§ **Extract provided**:
● ● ● ● ●

As any good architectural model, in addition to architectural layers, ArchiMate specifications support Viewpoints. Viewpoints are for communicating certain aspects of an architecture. These aspects are determined by the concerns of a stakeholder. Therefore, what should and should not be included in a specific viewpoint is entirely dependent on the stakeholder’s concerns.

This article complements the motivation business, application, and technology models with a nonfunctional viewpoint of the architecture, as described by Castiglioni and Pedulla (see Related topics), using Corso ArchiMate 2.0 plug-in for IBM® Rational® System Architect.

Using EA to integrate cloud service in the enterprise

Even from this cursory introduction, it is clear that the ArchiMate model is about services and service realization. This fits very well with the cloud model.

We can easily define a SaaS as application services exposed to support a business process, implemented through application components.

Equally easily, we can model a PaaS as a technology service (or a collection of services) to support components and data of a specific application.

Thus, functional requirements for a SaaS can be described by:

  • The motivation of involved stakeholders
  • The business model that it must support
  • Interfaces exposed to or from other applications
  • Services requested to the Consumer’s technology level if connectivity between the cloud and the in-house systems is required
  • The nonfunctional aspects of the SaaS solution

Sample scenario: Externalizing a process to the cloud

To better understand the use of EA models to specify how to use a SaaS solution, we will extend the ArchiMate sample from The Open Group. This example uses a fictitious insurance company called Archinsurance, and it assumes that Archinsurance has identified the existing CRM application as an inhibitor to the achievement of its business objectives.

Sharing motivations with all stakeholders

The Motivation model captures the motivation and the requirements of the stakeholders. As the flow diagram in Figure 3 illustrates, the CEO motivation is twofold:

  • Increase the number of repeated sales to a given customer)
  • Earn money before year-end

The CFO is concerned by the ROI of capital expenditure in a period of tight cash, while the CIO is mainly worried about the floor space available in the existing data center. People in the Security department oppose every off-site solution, because they fear theft or loss of company vital data, such as customer records, and require the implementation of company security practices.

Figure 3. The Motivation model for the new CRM
Each stakeholder has motivations and requirements
Each stakeholder has motivations and requirements

From the CEO, CFO, CIO, and Security department requirements, it seems that the choice is between a cloud solution and more traditional outsourcing, with additional points in favor of the first. However, the security requirements are difficult to accommodate and will restrict the number of eligible providers to the ones that are capable of offering data encryption both in-flight and at rest.

In addition, the SaaS solution selected cannot be a "pure" cloud service, because it must include a mechanism for protecting the data from unauthorized access and data alignment between the cloud and the data center. Therefore, it will be a hybrid solution.

Identifying functional requirements from the business model

As mentioned before, this example is based on the assumption that the new application will support the same business model and processes of the previous one. Our EA business model will provide the guidance to identify what needs to be supported.

● ● ● ● ●

§ **Dataset excerpts**:
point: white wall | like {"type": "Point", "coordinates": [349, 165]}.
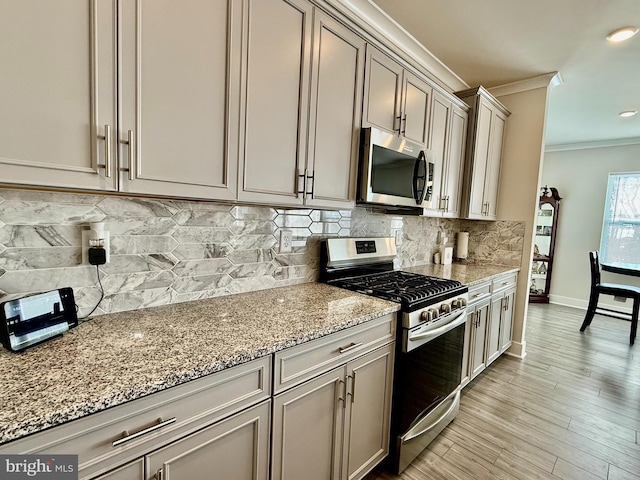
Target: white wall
{"type": "Point", "coordinates": [581, 179]}
{"type": "Point", "coordinates": [518, 193]}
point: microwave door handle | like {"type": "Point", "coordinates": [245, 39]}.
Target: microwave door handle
{"type": "Point", "coordinates": [419, 193]}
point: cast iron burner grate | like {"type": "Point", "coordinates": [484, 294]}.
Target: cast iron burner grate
{"type": "Point", "coordinates": [412, 290]}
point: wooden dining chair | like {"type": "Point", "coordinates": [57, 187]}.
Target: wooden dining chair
{"type": "Point", "coordinates": [616, 289]}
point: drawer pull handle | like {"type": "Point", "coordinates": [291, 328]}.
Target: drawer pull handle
{"type": "Point", "coordinates": [150, 429]}
{"type": "Point", "coordinates": [353, 346]}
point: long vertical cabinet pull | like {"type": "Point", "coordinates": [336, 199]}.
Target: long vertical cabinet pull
{"type": "Point", "coordinates": [131, 148]}
{"type": "Point", "coordinates": [353, 387]}
{"type": "Point", "coordinates": [107, 150]}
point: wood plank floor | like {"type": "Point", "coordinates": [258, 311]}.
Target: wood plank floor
{"type": "Point", "coordinates": [569, 410]}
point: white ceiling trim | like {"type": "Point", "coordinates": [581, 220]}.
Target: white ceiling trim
{"type": "Point", "coordinates": [551, 79]}
{"type": "Point", "coordinates": [617, 142]}
{"type": "Point", "coordinates": [367, 14]}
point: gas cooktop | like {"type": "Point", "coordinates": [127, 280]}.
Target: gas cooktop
{"type": "Point", "coordinates": [412, 290]}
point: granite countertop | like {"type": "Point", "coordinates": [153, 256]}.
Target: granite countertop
{"type": "Point", "coordinates": [115, 358]}
{"type": "Point", "coordinates": [466, 273]}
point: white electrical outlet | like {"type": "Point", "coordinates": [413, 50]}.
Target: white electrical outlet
{"type": "Point", "coordinates": [286, 238]}
{"type": "Point", "coordinates": [95, 233]}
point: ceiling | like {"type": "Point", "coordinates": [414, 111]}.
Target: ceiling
{"type": "Point", "coordinates": [494, 42]}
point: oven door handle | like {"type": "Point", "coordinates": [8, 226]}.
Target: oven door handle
{"type": "Point", "coordinates": [410, 435]}
{"type": "Point", "coordinates": [430, 334]}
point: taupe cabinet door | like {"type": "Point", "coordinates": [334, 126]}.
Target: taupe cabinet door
{"type": "Point", "coordinates": [180, 97]}
{"type": "Point", "coordinates": [439, 145]}
{"type": "Point", "coordinates": [302, 106]}
{"type": "Point", "coordinates": [477, 202]}
{"type": "Point", "coordinates": [131, 471]}
{"type": "Point", "coordinates": [493, 329]}
{"type": "Point", "coordinates": [416, 105]}
{"type": "Point", "coordinates": [484, 154]}
{"type": "Point", "coordinates": [452, 188]}
{"type": "Point", "coordinates": [307, 429]}
{"type": "Point", "coordinates": [367, 437]}
{"type": "Point", "coordinates": [506, 323]}
{"type": "Point", "coordinates": [335, 114]}
{"type": "Point", "coordinates": [395, 99]}
{"type": "Point", "coordinates": [57, 92]}
{"type": "Point", "coordinates": [234, 449]}
{"type": "Point", "coordinates": [478, 326]}
{"type": "Point", "coordinates": [383, 91]}
{"type": "Point", "coordinates": [493, 164]}
{"type": "Point", "coordinates": [335, 426]}
{"type": "Point", "coordinates": [278, 59]}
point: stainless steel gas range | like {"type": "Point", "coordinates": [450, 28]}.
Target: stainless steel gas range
{"type": "Point", "coordinates": [430, 339]}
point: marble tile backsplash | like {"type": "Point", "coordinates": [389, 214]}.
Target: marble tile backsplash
{"type": "Point", "coordinates": [168, 251]}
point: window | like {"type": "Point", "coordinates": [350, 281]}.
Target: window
{"type": "Point", "coordinates": [620, 241]}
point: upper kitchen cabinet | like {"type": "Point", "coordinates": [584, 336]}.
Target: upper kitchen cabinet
{"type": "Point", "coordinates": [179, 97]}
{"type": "Point", "coordinates": [57, 91]}
{"type": "Point", "coordinates": [484, 153]}
{"type": "Point", "coordinates": [130, 96]}
{"type": "Point", "coordinates": [301, 113]}
{"type": "Point", "coordinates": [395, 99]}
{"type": "Point", "coordinates": [447, 140]}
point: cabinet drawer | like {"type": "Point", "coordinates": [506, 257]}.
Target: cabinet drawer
{"type": "Point", "coordinates": [184, 408]}
{"type": "Point", "coordinates": [504, 282]}
{"type": "Point", "coordinates": [479, 292]}
{"type": "Point", "coordinates": [295, 365]}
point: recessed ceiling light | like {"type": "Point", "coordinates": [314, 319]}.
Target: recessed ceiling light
{"type": "Point", "coordinates": [622, 34]}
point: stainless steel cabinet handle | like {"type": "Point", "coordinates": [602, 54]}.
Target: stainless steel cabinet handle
{"type": "Point", "coordinates": [107, 150]}
{"type": "Point", "coordinates": [131, 148]}
{"type": "Point", "coordinates": [300, 182]}
{"type": "Point", "coordinates": [153, 428]}
{"type": "Point", "coordinates": [312, 177]}
{"type": "Point", "coordinates": [349, 348]}
{"type": "Point", "coordinates": [353, 387]}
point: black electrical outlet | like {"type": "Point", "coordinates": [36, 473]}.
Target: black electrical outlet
{"type": "Point", "coordinates": [97, 256]}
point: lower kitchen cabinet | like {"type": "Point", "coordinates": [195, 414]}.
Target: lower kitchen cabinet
{"type": "Point", "coordinates": [477, 323]}
{"type": "Point", "coordinates": [335, 425]}
{"type": "Point", "coordinates": [478, 311]}
{"type": "Point", "coordinates": [503, 301]}
{"type": "Point", "coordinates": [235, 449]}
{"type": "Point", "coordinates": [130, 471]}
{"type": "Point", "coordinates": [227, 411]}
{"type": "Point", "coordinates": [489, 324]}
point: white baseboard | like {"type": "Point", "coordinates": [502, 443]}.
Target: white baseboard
{"type": "Point", "coordinates": [605, 301]}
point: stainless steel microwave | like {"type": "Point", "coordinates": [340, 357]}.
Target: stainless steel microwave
{"type": "Point", "coordinates": [394, 171]}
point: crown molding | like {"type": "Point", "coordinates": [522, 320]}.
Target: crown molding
{"type": "Point", "coordinates": [383, 28]}
{"type": "Point", "coordinates": [616, 142]}
{"type": "Point", "coordinates": [551, 79]}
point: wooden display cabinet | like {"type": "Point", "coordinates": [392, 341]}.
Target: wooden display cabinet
{"type": "Point", "coordinates": [544, 245]}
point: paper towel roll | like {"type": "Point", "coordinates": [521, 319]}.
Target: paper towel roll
{"type": "Point", "coordinates": [462, 245]}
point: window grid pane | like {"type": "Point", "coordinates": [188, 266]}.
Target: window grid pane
{"type": "Point", "coordinates": [620, 241]}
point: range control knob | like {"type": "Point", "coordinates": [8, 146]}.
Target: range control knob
{"type": "Point", "coordinates": [459, 303]}
{"type": "Point", "coordinates": [429, 315]}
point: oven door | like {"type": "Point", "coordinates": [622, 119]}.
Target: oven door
{"type": "Point", "coordinates": [427, 386]}
{"type": "Point", "coordinates": [394, 171]}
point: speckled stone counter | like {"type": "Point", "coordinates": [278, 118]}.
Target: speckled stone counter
{"type": "Point", "coordinates": [468, 274]}
{"type": "Point", "coordinates": [119, 357]}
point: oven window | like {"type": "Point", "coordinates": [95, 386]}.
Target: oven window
{"type": "Point", "coordinates": [426, 376]}
{"type": "Point", "coordinates": [392, 172]}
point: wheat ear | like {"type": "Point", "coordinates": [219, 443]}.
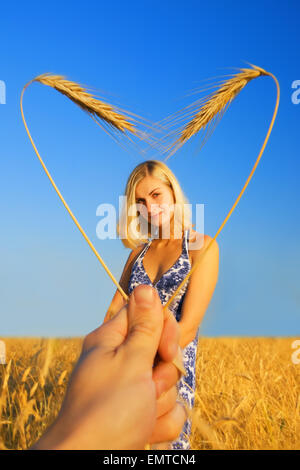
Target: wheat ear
{"type": "Point", "coordinates": [216, 104]}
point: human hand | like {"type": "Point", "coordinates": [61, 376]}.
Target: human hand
{"type": "Point", "coordinates": [113, 399]}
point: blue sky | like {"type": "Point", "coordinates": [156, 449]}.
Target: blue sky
{"type": "Point", "coordinates": [147, 55]}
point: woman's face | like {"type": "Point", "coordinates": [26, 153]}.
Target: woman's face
{"type": "Point", "coordinates": [152, 191]}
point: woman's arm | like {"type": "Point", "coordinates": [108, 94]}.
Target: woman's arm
{"type": "Point", "coordinates": [200, 290]}
{"type": "Point", "coordinates": [118, 300]}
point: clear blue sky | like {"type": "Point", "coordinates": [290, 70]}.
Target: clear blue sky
{"type": "Point", "coordinates": [148, 55]}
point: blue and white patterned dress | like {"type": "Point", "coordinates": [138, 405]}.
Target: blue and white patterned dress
{"type": "Point", "coordinates": [166, 286]}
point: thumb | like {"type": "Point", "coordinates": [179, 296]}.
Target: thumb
{"type": "Point", "coordinates": [145, 324]}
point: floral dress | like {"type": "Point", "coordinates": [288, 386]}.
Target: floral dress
{"type": "Point", "coordinates": [166, 286]}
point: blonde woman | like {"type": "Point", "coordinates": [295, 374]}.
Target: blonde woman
{"type": "Point", "coordinates": [156, 203]}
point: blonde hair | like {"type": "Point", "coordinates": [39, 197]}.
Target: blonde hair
{"type": "Point", "coordinates": [156, 169]}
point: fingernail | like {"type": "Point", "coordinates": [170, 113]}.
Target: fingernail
{"type": "Point", "coordinates": [144, 295]}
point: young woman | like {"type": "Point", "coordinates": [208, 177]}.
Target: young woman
{"type": "Point", "coordinates": [156, 200]}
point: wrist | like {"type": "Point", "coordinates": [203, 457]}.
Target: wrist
{"type": "Point", "coordinates": [55, 438]}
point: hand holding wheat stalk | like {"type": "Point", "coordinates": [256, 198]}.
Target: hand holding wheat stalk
{"type": "Point", "coordinates": [106, 115]}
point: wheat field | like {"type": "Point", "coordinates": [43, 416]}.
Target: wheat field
{"type": "Point", "coordinates": [247, 394]}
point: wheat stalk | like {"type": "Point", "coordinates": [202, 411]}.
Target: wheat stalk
{"type": "Point", "coordinates": [216, 105]}
{"type": "Point", "coordinates": [86, 101]}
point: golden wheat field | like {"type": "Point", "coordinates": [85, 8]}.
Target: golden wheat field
{"type": "Point", "coordinates": [247, 395]}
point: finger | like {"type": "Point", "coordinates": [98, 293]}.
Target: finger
{"type": "Point", "coordinates": [165, 375]}
{"type": "Point", "coordinates": [169, 426]}
{"type": "Point", "coordinates": [145, 324]}
{"type": "Point", "coordinates": [110, 334]}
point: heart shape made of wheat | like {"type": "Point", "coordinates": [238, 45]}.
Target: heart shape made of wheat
{"type": "Point", "coordinates": [118, 122]}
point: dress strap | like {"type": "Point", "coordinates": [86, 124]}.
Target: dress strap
{"type": "Point", "coordinates": [186, 234]}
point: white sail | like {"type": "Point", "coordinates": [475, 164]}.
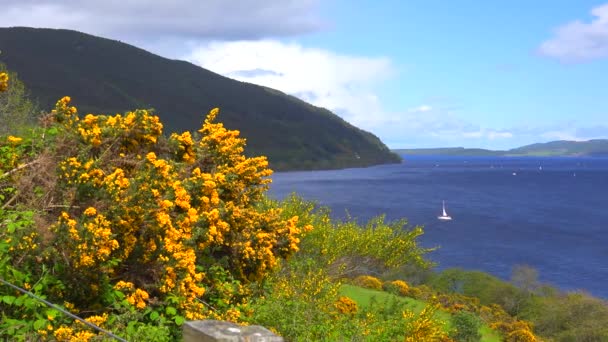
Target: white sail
{"type": "Point", "coordinates": [445, 216]}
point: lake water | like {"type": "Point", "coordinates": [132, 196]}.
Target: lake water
{"type": "Point", "coordinates": [549, 213]}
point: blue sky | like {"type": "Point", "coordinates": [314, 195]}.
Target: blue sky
{"type": "Point", "coordinates": [492, 74]}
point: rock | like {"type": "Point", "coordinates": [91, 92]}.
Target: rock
{"type": "Point", "coordinates": [216, 331]}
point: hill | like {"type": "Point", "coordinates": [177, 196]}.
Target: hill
{"type": "Point", "coordinates": [107, 76]}
{"type": "Point", "coordinates": [596, 147]}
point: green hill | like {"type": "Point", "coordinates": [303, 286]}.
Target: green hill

● ● ● ● ●

§ **The request**:
Please write out the ArchiMate cloud text again from "In addition, the" to "to be supported.", swapping "hybrid solution" for "mixed solution".

§ **Result**:
In addition, the SaaS solution selected cannot be a "pure" cloud service, because it must include a mechanism for protecting the data from unauthorized access and data alignment between the cloud and the data center. Therefore, it will be a mixed solution.

Identifying functional requirements from the business model

As mentioned before, this example is based on the assumption that the new application will support the same business model and processes of the previous one. Our EA business model will provide the guidance to identify what needs to be supported.